[Given records]
/---

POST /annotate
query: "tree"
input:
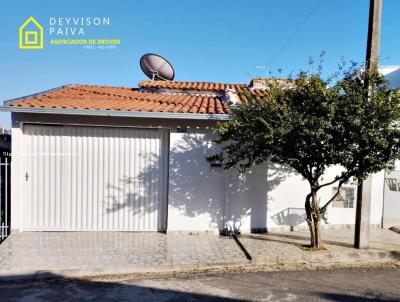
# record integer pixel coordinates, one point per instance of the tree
(310, 124)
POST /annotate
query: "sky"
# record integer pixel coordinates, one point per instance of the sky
(207, 40)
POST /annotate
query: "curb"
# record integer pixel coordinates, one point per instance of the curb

\---

[Aim of the exercise] Reproduce every entry above word for word, omitting the picture.

[The solution]
POST /annotate
query: "tree"
input:
# record integer pixel coordinates, one point per instance of the tree
(310, 124)
POST /annotate
query: "sky"
# record integer pixel coordinates, one point per instance of the sky
(207, 40)
POST /annotate
query: "curb"
# record integer pixel coordinates, one point per instance of the curb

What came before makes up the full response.